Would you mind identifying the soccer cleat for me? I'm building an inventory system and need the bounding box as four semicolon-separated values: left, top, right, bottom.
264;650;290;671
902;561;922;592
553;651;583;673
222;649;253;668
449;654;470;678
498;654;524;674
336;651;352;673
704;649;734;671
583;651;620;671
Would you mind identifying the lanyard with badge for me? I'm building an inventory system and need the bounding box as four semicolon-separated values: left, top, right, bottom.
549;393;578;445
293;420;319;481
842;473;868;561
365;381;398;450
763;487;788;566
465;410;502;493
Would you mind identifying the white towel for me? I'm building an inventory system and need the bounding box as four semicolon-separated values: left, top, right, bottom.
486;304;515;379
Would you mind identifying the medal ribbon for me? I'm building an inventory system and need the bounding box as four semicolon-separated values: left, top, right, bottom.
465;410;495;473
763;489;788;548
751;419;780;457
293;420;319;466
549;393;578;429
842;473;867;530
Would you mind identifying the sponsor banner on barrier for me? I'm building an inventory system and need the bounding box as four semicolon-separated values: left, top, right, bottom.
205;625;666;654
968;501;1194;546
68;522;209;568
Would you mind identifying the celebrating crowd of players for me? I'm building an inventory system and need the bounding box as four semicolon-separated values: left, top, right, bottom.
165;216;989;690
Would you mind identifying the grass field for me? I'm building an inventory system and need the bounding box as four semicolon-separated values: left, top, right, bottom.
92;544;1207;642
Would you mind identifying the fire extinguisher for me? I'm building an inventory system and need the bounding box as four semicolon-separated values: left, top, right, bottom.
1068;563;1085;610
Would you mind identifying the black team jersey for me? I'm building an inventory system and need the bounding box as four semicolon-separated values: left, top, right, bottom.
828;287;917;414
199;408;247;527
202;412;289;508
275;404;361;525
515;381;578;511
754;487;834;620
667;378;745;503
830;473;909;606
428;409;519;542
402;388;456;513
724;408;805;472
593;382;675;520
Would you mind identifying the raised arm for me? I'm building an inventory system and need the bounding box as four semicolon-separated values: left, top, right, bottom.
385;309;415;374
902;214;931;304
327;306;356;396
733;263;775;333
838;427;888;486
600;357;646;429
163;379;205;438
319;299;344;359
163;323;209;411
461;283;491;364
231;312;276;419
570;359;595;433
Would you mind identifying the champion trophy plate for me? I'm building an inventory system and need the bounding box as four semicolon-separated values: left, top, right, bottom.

* [STATED PROBLEM]: Output every line of the listing above as a JSON list of strings, one string per line, leaving out any blank lines.

* [SOLUTION FOR THIS TASK]:
[
  "Would you mind identifying the soccer cleat for me? I'm building an inventory system and need the bounding box as four semicolon-separated values: left, top, right, bottom.",
  "264;650;290;671",
  "902;561;922;592",
  "553;651;583;673",
  "222;649;253;668",
  "449;654;470;678",
  "498;654;524;674",
  "336;651;352;673",
  "704;649;734;671",
  "583;651;620;671",
  "Would you mind identifying the lanyard with badge for me? I'm building an inventory system and need the bounding box as four semicolon-separated values: left, top, right, bottom.",
  "549;393;578;445",
  "293;420;319;481",
  "842;473;868;561",
  "365;381;398;450",
  "763;487;788;566",
  "465;410;502;493",
  "Would you mind identifying the white towel for me? I'm building an inventory system and need the bounding box as four semicolon-separated values: left, top, right, bottom.",
  "486;304;515;379",
  "Would you mind identifying the medal ribbon for me? I'm building an inventory system and need the bounding box as four semicolon-separated values: left, top, right, bottom.",
  "465;410;495;473",
  "763;489;788;548",
  "751;419;780;457",
  "293;420;319;466",
  "549;393;578;429",
  "842;473;867;530",
  "Would you mind identifying the sponsor banner on barrier for me? I'm building an inventory system and need the bounding box as four semicolon-separated values: left, top, right, bottom.",
  "205;625;666;654",
  "968;501;1194;546",
  "68;522;209;568",
  "Would you mind identifying the celebrating crowd of players for me? I'm building an inventory system and need the bounding box as four semicolon-separated values: left, top, right, bottom.",
  "165;216;989;690",
  "Would you mind identifying the grass field for me? I'm building an inventory system and need the bounding box as four semicolon-separated values: left, top, right, bottom.",
  "92;544;1207;642",
  "Would you mind identifying the fire extinguisher for me? I'm building an inventory system and need the bounding box as four semicolon-separated values: left, top, right, bottom.",
  "1068;563;1085;610",
  "Would you mind identifying the black team jersey for me? I'm building an inventory system and need the bounding box as four semicolon-separated values: left, top, right, bottom.",
  "828;287;917;414",
  "199;408;247;527",
  "202;412;289;508",
  "275;404;361;525",
  "515;381;578;511",
  "754;487;834;620",
  "667;378;745;503",
  "830;473;909;606",
  "428;409;519;542",
  "402;388;456;513",
  "724;408;805;472",
  "593;382;675;520",
  "Would you mind identifying the raised arm for me? I'm building an inventory system and need the bounding box as four semicolon-separated values: left, top, right, bottom.",
  "385;309;415;374",
  "902;214;931;304",
  "327;306;356;396",
  "733;263;775;333",
  "838;427;888;486",
  "600;357;646;429",
  "163;379;205;438",
  "319;299;344;359",
  "163;323;209;411",
  "461;283;491;364",
  "231;312;276;419",
  "570;359;595;433",
  "Would you mind identifying the champion trophy plate for me? I'm building an inventory system and need the bounding box as four semicolon-separated values: left, top, right, bottom."
]